### INSTRUÇÕES DO EXERCÍCIO
Reescreva em forma de lista o parágrafo do trecho do documento que começa por “Mas as mulheres trans e as travestis”, mantendo os seus factos principais.

### TRECHO DO DOCUMENTO
════════════════════
A nossa sociedade está plena daquilo que Clarisse Lispector chamou de “sonsos essenciais"

“Mas as mulheres trans e as travestis não têm vagina”, foi um dos comentários que li na reportagem sobre o caso Dandara publicado no New York Times. Então, posso deduzir, que ter uma vagina garante às mulheres não trans a certeza de que não sofrerão violência? Mas elas também são brutalmente assassinadas. Tanto as mulheres trans, as transexuais, as travestis e outras corporalidades sofrem vários níveis de violência de género. Porquê? Há um ponto de unidade fundamental entre as múltiplas feminilidades (e incluo neste campo as “bichas”): os femininos estão condenados a padecer no paraíso. Está na Bíblia, no livro Génesis. Parir, sofrer as dores do parto é uma metáfora que unifica as múltiplas corporalidades e performances femininas.
════════════════════
### DADOS FORNECIDOS
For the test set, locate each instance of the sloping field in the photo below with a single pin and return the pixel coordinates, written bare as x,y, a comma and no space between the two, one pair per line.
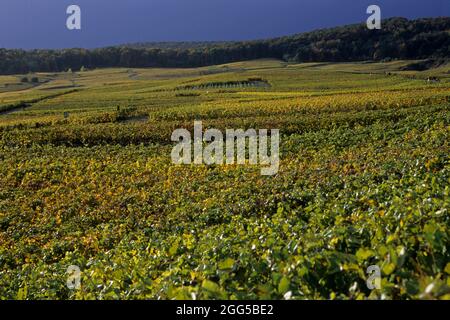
════════════════════
### RESPOSTA À TAREFA
- Um comentário à reportagem do New York Times sobre o caso Dandara dizia que as mulheres trans e as travestis não têm vagina.
- Ter vagina não livra as mulheres não trans da violência, pois também elas são brutalmente assassinadas.
- As mulheres trans, as transexuais, as travestis e outras corporalidades sofrem vários níveis de violência de género.
- As múltiplas feminilidades, incluindo as “bichas”, têm um ponto de unidade fundamental: os femininos estão condenados a padecer no paraíso, como diz o livro Génesis, na Bíblia.
- Parir e sofrer as dores do parto é uma metáfora que une as múltiplas corporalidades e performances femininas.